» TESTO SCELTO:

“Me ne frego è il nostro motto / me ne frego di morire / me ne frego di Togliatti e del sol dell’avvenire / se il sol dell’avvenire è rosso di colore / me ne frego di morire sventolando il tricolore / Ce ne freghiamo della galera / camicia nera trionferà / se non trionfa sarà rivolta” eccetera.
Ho canticchiato questa filastrocca per parecchio tempo. Anni. Quelli dolci e un poco bastardi dell’adolescenza. La mia non è stata bella, di adolescenza. Nemmeno troppo difficile.
È stata noiosa.
Forse è lì che mi sono ammalato di solitudine.
Quella canzoncina è sopravvissuta nella mia memoria, salvandosi dal mio cambiamento e dalla mia età. Dai miei dubbi e dalle mie certezze.
È rimasta lì, equiparata ormai a una brutta canzone da classifica che sono stato obbligato ad ascoltare (e, porco mondo, imparare). Posso cantare a memoria canzoni pessime e dover rileggere poesie sublimi.
Eros Ramazzotti ha provato a occupare più spazio di Giovanni Raboni.
Quella filastrocca invece è restata lì nel suo spazio delle cose imparate da ragazzo.
Devo aprire una parentesi, non sarà l’ultima, pur essendo la prima: della mia infanzia e della mia adolescenza ho rimosso quasi tutto. Ho delle immagini forti che mi sbattono addosso spesso, provocandomi indicibile tenerezza e ancora più forte vergogna.
Il resto è nebbia rovinata.
La vergogna, eccola qua:
io che maltratto un barbone dentro un pronto soccorso, perché si è seduto vicino a mia madre. L’infermiera che accorre e mi dice di lasciarlo stare. Ricordo benissimo la sua faccia (dell’infermiera). Il barbone no, era oggetto mio e oggetto suo. Necessitava caldo, e sicurezza. Io ero una minaccia nemmeno delle peggiori della sua vita. L’infermiera provava banalmente a tutelare la sventura.
Vergogna.

» COMPITO ASSEGNATO 1:
Nel testo scelto, in quale luogo chi scrive maltratta un barbone?

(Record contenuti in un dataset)
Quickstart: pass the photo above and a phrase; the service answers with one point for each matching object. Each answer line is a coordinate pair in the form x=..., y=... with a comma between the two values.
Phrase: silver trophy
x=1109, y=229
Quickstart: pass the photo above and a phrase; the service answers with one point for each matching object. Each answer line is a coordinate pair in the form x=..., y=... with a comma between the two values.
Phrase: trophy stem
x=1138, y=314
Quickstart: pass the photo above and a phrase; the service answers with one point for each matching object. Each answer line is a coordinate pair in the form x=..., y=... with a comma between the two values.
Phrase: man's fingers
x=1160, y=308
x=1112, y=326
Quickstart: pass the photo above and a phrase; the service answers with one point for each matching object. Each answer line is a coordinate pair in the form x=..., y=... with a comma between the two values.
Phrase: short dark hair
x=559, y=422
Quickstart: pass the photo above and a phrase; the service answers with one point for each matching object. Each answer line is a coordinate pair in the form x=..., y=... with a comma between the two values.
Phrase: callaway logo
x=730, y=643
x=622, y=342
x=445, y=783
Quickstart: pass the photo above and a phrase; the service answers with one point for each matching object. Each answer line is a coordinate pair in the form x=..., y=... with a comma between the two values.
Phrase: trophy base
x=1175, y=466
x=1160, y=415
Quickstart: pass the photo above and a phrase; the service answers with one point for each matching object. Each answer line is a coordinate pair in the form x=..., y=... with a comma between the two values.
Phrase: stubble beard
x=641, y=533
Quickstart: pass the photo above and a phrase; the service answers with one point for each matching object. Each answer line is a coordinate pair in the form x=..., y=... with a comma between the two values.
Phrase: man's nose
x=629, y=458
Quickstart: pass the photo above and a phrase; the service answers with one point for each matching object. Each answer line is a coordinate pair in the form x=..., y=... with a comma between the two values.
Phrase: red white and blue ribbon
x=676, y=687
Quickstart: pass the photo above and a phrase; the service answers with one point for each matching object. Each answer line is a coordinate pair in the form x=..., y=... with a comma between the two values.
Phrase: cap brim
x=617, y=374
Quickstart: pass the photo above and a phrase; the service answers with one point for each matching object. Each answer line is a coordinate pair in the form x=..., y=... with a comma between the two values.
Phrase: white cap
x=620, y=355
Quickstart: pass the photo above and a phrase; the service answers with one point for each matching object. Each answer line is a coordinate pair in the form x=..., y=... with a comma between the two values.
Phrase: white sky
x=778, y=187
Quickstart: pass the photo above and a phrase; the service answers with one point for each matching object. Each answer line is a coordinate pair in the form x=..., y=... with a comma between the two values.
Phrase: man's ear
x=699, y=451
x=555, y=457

» COMPITO ASSEGNATO 2:
Raccogli tutte le righe dei record in cui compare la parola "white".

» RISPOSTA AL COMPITO 1:
Dentro un pronto soccorso.

» RISPOSTA AL COMPITO 2:
Phrase: red white and blue ribbon
Phrase: white cap
Phrase: white sky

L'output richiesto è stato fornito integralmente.